(Image point grounding data)
'''

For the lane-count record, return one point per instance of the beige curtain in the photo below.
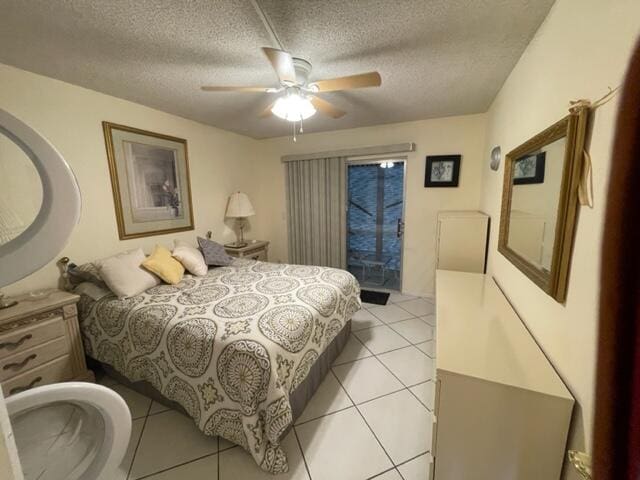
(316, 212)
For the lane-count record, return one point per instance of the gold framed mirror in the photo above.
(540, 203)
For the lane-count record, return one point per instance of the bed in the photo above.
(240, 350)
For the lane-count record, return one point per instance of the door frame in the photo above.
(377, 161)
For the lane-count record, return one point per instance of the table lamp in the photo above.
(239, 207)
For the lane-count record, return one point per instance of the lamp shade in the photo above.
(239, 206)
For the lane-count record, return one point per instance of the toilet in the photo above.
(70, 431)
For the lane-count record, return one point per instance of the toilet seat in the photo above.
(70, 431)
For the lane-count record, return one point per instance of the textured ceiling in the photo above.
(436, 57)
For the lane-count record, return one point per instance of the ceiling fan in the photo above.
(299, 100)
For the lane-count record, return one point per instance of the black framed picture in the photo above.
(442, 170)
(529, 169)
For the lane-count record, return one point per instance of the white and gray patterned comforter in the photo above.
(230, 346)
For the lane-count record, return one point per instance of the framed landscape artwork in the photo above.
(150, 181)
(442, 171)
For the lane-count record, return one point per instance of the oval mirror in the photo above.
(20, 190)
(39, 200)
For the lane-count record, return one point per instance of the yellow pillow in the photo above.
(164, 265)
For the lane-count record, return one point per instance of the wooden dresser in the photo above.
(40, 343)
(255, 249)
(501, 410)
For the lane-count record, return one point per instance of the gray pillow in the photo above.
(87, 272)
(214, 253)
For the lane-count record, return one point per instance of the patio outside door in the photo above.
(375, 222)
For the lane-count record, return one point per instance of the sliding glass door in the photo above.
(375, 222)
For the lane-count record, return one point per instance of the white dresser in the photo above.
(501, 410)
(40, 343)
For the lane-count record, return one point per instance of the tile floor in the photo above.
(370, 418)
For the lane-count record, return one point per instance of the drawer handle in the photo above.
(26, 387)
(20, 365)
(12, 345)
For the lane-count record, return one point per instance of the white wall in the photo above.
(581, 49)
(464, 135)
(70, 118)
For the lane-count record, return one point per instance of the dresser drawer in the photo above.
(26, 360)
(259, 255)
(21, 339)
(58, 370)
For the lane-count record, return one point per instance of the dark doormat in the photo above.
(370, 296)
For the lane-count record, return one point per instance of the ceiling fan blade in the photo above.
(327, 108)
(235, 89)
(362, 80)
(282, 63)
(267, 111)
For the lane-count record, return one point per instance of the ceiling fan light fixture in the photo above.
(293, 107)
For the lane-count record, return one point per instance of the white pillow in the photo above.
(190, 257)
(124, 276)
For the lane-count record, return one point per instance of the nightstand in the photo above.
(40, 342)
(256, 249)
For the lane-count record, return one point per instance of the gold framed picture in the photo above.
(150, 181)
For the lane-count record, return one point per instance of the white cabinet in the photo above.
(501, 410)
(462, 241)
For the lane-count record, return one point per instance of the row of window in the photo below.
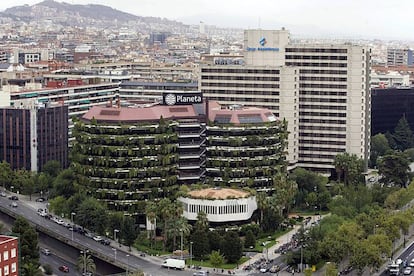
(315, 50)
(323, 121)
(240, 71)
(240, 78)
(322, 142)
(322, 78)
(322, 135)
(216, 210)
(253, 92)
(304, 57)
(322, 93)
(322, 107)
(323, 114)
(243, 85)
(323, 71)
(322, 85)
(316, 149)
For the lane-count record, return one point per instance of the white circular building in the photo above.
(220, 204)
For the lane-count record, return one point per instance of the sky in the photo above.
(379, 19)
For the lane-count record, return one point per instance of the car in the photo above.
(64, 268)
(105, 242)
(45, 251)
(97, 238)
(13, 198)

'''

* _Work instruction_:
Write the entries out again word for word. Omit all pictures from them.

* _Answer to this problem_:
For the lane-count record, return one point per instance of the beige curtain in the photo below.
(316, 212)
For the lane-count record, return one point per instance of the gold framed mirror in the photo above.
(540, 203)
For the lane-count record, return one point per instance of the bed in the photo above.
(240, 350)
For the lane-count record, return one point per instance of the door frame in the photo above.
(377, 161)
For the lane-count record, return one point per instance of the table lamp in the photo above.
(239, 207)
For the lane-count record, return one point per instance of the lamp shade in the photo above.
(239, 206)
For the lane-count record, return one point per instance of the toilet in the photo above.
(70, 431)
For the lane-count record, return one point per instance of the toilet seat in the photo above.
(70, 431)
For the lane-count record, return one point per instance of the textured ceiling in the photo above.
(436, 57)
For the lane-count record, return one point per instance of the ceiling fan in the photo above.
(299, 100)
For the lane-count record, return one point per instance of the black framed picture in the photo above.
(442, 170)
(529, 169)
For the lane-count record, return one point per instance of the white and gray patterned comforter in the photo above.
(230, 346)
For the lane-count record, return one point per instance of the framed landscape artwork in the photo above.
(150, 181)
(442, 171)
For the lane-count record, return one point per instance of the oval mirror in the photo above.
(20, 190)
(39, 200)
For the lane-count record, return one point per instance of the yellow pillow in the photo above.
(164, 265)
For the lane-count record, return one point per instance of the wooden dresser in the photo above.
(40, 343)
(255, 249)
(501, 410)
For the lane-count record, return one point per instance of the gray pillow in the photo above.
(87, 272)
(214, 253)
For the lane-count record, return one point per instance of the patio outside door in the photo above.
(375, 222)
For the lane-count record, return one point per instance of the sliding glass door in the photo above.
(375, 222)
For the lane-count record, return one point per instance of the white dresser in the photo above.
(501, 410)
(40, 343)
For the lane-count record, return one point per instance of the tile floor in the photo above.
(370, 418)
For the lane-count record, return one point per instance of the drawer handle in the photo above.
(26, 387)
(20, 365)
(12, 345)
For the lane-count record, return one point per instance of the white wall in the photo above.
(581, 49)
(464, 135)
(70, 118)
For the lane-count record, return one point per instance of the dresser drawer in the photo above.
(26, 360)
(259, 255)
(21, 339)
(58, 370)
For the lane-count record, return one point per instance of the dark doormat in the photo above.
(370, 296)
For the lane-count record, return one point per instance of the ceiling fan blade in the photo above.
(327, 108)
(235, 89)
(362, 80)
(282, 63)
(267, 111)
For the lane-count record, return one point per instance of the ceiling fan light fixture in the photo above.
(293, 107)
For the lane-count record, return one point per instance of the white pillow in the photo above.
(190, 257)
(124, 276)
For the lane-count record, return one point per instance of the nightstand in the photo above.
(40, 342)
(256, 249)
For the lane-count record, return one point per instance of the gold framed picture in the photo above.
(150, 181)
For the lane-count record, return one point per instance of the white cabinet in the photo above.
(501, 410)
(462, 241)
For the lane-count record, return one point per instance of the row of window in the photo below.
(315, 50)
(323, 121)
(240, 71)
(240, 78)
(322, 142)
(322, 78)
(322, 135)
(216, 210)
(253, 92)
(304, 57)
(322, 93)
(322, 107)
(323, 114)
(243, 85)
(323, 71)
(322, 85)
(316, 149)
For the lane-count record, return one point per instance of the white circular building in the photo above.
(220, 204)
For the lane-count record, return one point per instance of the sky in the photo above.
(379, 19)
For the lane-count record, return one point per instance of the car in the photo above.
(64, 268)
(105, 242)
(45, 251)
(97, 238)
(13, 198)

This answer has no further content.